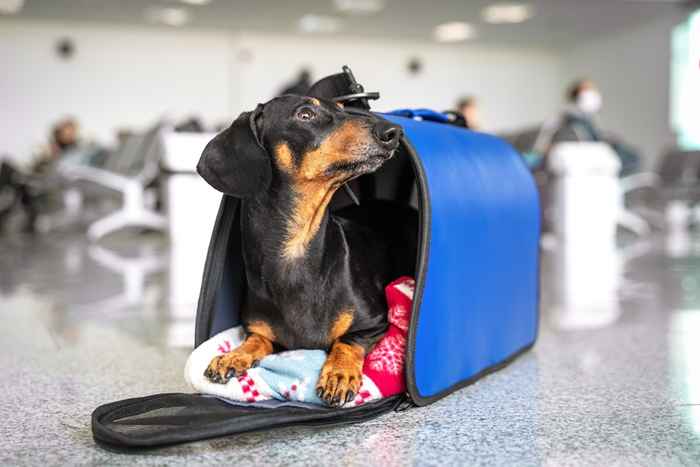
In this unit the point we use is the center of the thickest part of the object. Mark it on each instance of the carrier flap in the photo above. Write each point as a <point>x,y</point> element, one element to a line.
<point>165,419</point>
<point>477,287</point>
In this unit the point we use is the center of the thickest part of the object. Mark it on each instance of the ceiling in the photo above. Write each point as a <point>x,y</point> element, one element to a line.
<point>556,22</point>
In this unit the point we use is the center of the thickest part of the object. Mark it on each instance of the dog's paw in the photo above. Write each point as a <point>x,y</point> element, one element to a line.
<point>230,365</point>
<point>339,382</point>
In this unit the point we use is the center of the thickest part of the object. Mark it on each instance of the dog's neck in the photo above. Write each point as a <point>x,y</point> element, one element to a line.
<point>289,223</point>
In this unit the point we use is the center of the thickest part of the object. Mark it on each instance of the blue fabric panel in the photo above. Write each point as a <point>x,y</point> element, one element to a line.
<point>480,300</point>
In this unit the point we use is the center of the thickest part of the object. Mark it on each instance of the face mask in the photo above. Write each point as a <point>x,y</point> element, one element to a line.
<point>589,101</point>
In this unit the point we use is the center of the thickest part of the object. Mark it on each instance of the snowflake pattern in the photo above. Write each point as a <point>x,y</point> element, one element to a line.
<point>295,391</point>
<point>398,316</point>
<point>388,356</point>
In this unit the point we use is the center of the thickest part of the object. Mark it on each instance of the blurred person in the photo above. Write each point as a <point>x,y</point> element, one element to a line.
<point>300,86</point>
<point>467,114</point>
<point>16,195</point>
<point>577,123</point>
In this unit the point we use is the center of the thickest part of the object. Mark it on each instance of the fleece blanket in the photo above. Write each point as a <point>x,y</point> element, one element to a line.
<point>292,375</point>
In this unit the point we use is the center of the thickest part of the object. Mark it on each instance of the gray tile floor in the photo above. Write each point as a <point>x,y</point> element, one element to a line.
<point>623,393</point>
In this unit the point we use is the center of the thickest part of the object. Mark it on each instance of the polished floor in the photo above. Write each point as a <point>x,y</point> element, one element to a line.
<point>613,380</point>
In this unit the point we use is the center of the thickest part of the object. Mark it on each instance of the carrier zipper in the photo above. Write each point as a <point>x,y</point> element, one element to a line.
<point>406,403</point>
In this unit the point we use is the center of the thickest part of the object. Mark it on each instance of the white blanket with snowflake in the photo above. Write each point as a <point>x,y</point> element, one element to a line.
<point>292,375</point>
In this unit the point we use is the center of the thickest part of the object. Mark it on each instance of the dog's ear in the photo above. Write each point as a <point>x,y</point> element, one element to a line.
<point>235,161</point>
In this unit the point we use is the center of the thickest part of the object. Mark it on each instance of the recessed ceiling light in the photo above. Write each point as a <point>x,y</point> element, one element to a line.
<point>10,7</point>
<point>168,15</point>
<point>359,7</point>
<point>507,13</point>
<point>454,31</point>
<point>319,24</point>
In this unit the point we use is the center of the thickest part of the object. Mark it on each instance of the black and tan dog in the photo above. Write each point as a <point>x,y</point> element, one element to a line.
<point>315,280</point>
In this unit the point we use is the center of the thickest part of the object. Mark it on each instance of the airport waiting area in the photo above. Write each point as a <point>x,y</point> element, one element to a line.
<point>350,232</point>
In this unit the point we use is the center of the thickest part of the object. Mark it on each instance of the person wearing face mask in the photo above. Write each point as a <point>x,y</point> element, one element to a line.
<point>578,124</point>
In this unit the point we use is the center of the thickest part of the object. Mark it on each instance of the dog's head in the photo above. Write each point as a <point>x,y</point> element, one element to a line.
<point>299,139</point>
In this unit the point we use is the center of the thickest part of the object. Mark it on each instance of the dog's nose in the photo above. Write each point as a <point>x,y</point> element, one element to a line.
<point>387,133</point>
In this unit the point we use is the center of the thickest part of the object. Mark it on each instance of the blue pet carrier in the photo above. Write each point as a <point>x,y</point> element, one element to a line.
<point>476,300</point>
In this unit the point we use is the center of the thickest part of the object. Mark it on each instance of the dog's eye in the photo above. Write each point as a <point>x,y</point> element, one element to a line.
<point>306,114</point>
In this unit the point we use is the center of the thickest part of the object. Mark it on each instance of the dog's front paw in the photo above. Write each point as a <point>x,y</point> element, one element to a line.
<point>230,365</point>
<point>341,376</point>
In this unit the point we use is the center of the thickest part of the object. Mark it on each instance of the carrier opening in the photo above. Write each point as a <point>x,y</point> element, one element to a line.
<point>395,184</point>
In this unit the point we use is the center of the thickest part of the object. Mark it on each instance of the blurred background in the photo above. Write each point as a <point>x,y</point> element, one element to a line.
<point>106,105</point>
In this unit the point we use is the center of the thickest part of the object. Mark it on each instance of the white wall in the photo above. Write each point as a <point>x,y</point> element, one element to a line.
<point>124,76</point>
<point>515,86</point>
<point>119,77</point>
<point>632,68</point>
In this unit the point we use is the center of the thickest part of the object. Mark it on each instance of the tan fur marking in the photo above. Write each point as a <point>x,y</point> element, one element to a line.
<point>254,348</point>
<point>341,373</point>
<point>314,188</point>
<point>263,329</point>
<point>284,157</point>
<point>341,325</point>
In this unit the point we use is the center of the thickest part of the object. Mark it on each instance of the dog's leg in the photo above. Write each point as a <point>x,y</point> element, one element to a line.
<point>238,361</point>
<point>341,375</point>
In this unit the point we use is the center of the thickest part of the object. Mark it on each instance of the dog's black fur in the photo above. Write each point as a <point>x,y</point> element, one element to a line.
<point>315,280</point>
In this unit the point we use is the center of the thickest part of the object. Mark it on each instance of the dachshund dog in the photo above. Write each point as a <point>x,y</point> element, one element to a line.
<point>315,279</point>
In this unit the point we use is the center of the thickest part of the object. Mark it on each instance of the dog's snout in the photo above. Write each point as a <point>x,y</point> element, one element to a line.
<point>387,133</point>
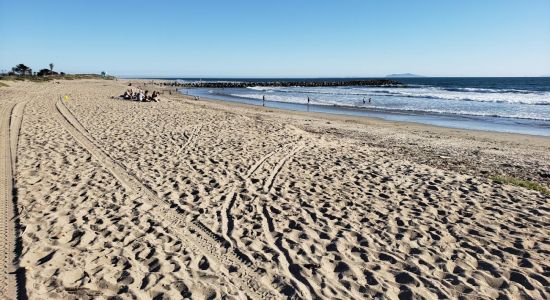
-- -- --
* Amaç
Yukarıdaki listenin tüm satırlarını, boş satırları atlayarak numaralı maddelere aktarın. Resimleri yanıta dahil etmeyin.

* Alıştırma yanıtı
1. In this unit the point we use is the center of the thickest part of the object. Mark it on each instance of the carrier flap in the photo above. Write each point as a <point>x,y</point> element, one element to a line.
2. <point>165,419</point>
3. <point>477,287</point>
4. In this unit the point we use is the center of the thickest part of the object. Mark it on each instance of the ceiling in the photo above. Write each point as a <point>x,y</point> element, one element to a line.
5. <point>556,22</point>
6. In this unit the point we use is the center of the thickest part of the object. Mark it on each instance of the dog's paw in the photo above. Write each point as a <point>x,y</point> element, one element to a line.
7. <point>230,365</point>
8. <point>339,382</point>
9. In this unit the point we use is the center of the thickest part of the object. Mark it on each instance of the dog's neck in the photo above. Write each point as a <point>x,y</point> element, one element to a line.
10. <point>289,223</point>
11. In this unit the point we use is the center of the thickest part of the object. Mark it on each instance of the blue fabric panel in the photo above. Write each point as a <point>x,y</point> element, one element to a line.
12. <point>480,300</point>
13. In this unit the point we use is the center of the thickest part of the object. Mark it on each instance of the face mask in the photo above. Write each point as a <point>x,y</point> element, one element to a line.
14. <point>589,101</point>
15. In this unit the point we use is the center of the thickest part of the object. Mark it on each instance of the snowflake pattern in the photo above. Write each point as a <point>x,y</point> element, one element to a line.
16. <point>295,391</point>
17. <point>398,316</point>
18. <point>388,356</point>
19. In this unit the point we use is the center of the thickest part of the object. Mark it on each instance of the blurred person in the photo above. Write each point as a <point>x,y</point> element, one element to a line.
20. <point>300,86</point>
21. <point>467,114</point>
22. <point>16,195</point>
23. <point>577,123</point>
24. In this unit the point we use is the center of the thickest part of the object. Mark it on each instance of the fleece blanket in the photo above. Write each point as a <point>x,y</point> element, one element to a line.
25. <point>292,375</point>
26. In this unit the point we use is the center of the thickest part of the object. Mark it on each instance of the gray tile floor in the photo above. Write each point as a <point>x,y</point> element, one element to a line.
27. <point>623,393</point>
28. In this unit the point we use is the center of the thickest part of the object. Mark it on each instance of the polished floor in the photo above. Write each point as a <point>x,y</point> element, one element to a line.
29. <point>613,380</point>
30. In this unit the point we use is the center of the thickest part of the object. Mark it on each instance of the carrier zipper in the photo above. Write each point as a <point>x,y</point> element, one element to a line.
31. <point>406,403</point>
32. In this unit the point we use is the center of the thickest part of the object. Mark it on each instance of the white blanket with snowflake in the photo above. Write each point as a <point>x,y</point> element, one element to a line.
33. <point>292,375</point>
34. In this unit the point we use is the center of the thickest part of the object. Mark it on each instance of the dog's ear in the photo above. Write each point as a <point>x,y</point> element, one element to a line.
35. <point>235,161</point>
36. In this unit the point we use is the center of the thickest part of the object. Mark it on each instance of the recessed ceiling light in the photo above. Write each point as a <point>x,y</point> element, one element to a line.
37. <point>10,7</point>
38. <point>168,15</point>
39. <point>359,7</point>
40. <point>507,13</point>
41. <point>454,31</point>
42. <point>319,24</point>
43. In this unit the point we use is the center of the thickest part of the object. Mark it on each instance of the black and tan dog in the photo above. Write each point as a <point>x,y</point> element, one element to a line.
44. <point>315,280</point>
45. In this unit the point we use is the center of the thickest part of the object. Mark it on each instance of the airport waiting area in the photo above. Write each point as a <point>x,y</point> element, one element to a line.
46. <point>350,232</point>
47. In this unit the point we use is the center of the thickest part of the object. Mark it on each instance of the person wearing face mask in the photo above. Write each point as a <point>x,y</point> element, one element to a line.
48. <point>578,124</point>
49. In this unit the point we use is the center of the thickest part of the object. Mark it on each instance of the dog's head in the photo above. Write each point as a <point>x,y</point> element, one element to a line.
50. <point>299,139</point>
51. In this unit the point we use is the center of the thickest part of the object. Mark it on each instance of the dog's nose in the photo above. Write each point as a <point>x,y</point> element, one element to a line.
52. <point>387,133</point>
53. In this unit the point we use is the center of the thickest part of the object. Mark it on each instance of the blue pet carrier in the photo above. Write each point as a <point>x,y</point> element, one element to a line.
54. <point>476,300</point>
55. In this unit the point we use is the center of the thickest part of the object. Mark it on each instance of the dog's eye in the photo above. Write each point as a <point>x,y</point> element, one element to a line.
56. <point>306,114</point>
57. In this unit the point we use is the center of the thickest part of the object. Mark it on each instance of the dog's front paw in the photo above. Write each point as a <point>x,y</point> element, one element to a line.
58. <point>230,365</point>
59. <point>341,376</point>
60. In this unit the point we use is the center of the thickest part of the object. Mark it on each instance of the carrier opening in the photo above. Write each point as a <point>x,y</point> element, one element to a line.
61. <point>395,184</point>
62. In this unit the point we use is the center of the thickest part of the object. Mark it on each instance of the blurred background in the photo above. Write each point as a <point>x,y</point> element, one element to a line.
63. <point>106,105</point>
64. In this unit the point we use is the center of the thickest part of the object. Mark it on each instance of the white wall in the photo above. Write each point as a <point>x,y</point> element, one element to a line.
65. <point>124,76</point>
66. <point>515,86</point>
67. <point>119,77</point>
68. <point>632,68</point>
69. In this unit the point we use is the center of the thickest part of the object. Mark it on each instance of the tan fur marking in the photo above. Write each point as a <point>x,y</point> element, one element to a line.
70. <point>254,348</point>
71. <point>341,373</point>
72. <point>314,188</point>
73. <point>263,329</point>
74. <point>284,157</point>
75. <point>341,325</point>
76. In this unit the point we use is the center of the thickest part of the object. Mark it on each instance of the dog's leg in the photo above. Write each point as a <point>x,y</point> element, one element to a line.
77. <point>238,361</point>
78. <point>341,375</point>
79. In this unit the point we use is the center of the thickest part of the object. Mark it on each instance of the dog's black fur in the photo above. Write each point as a <point>x,y</point> element, one element to a line.
80. <point>315,280</point>
81. In this unit the point we use is the center of the thickest part of the object. Mark it on each instance of the dachshund dog in the photo above. Write each point as a <point>x,y</point> element, one element to a line.
82. <point>315,279</point>
83. In this unit the point we use is the center of the thickest part of the object. Mark it on each instance of the dog's snout in the photo above. Write each point as a <point>x,y</point> element, one element to a line.
84. <point>387,133</point>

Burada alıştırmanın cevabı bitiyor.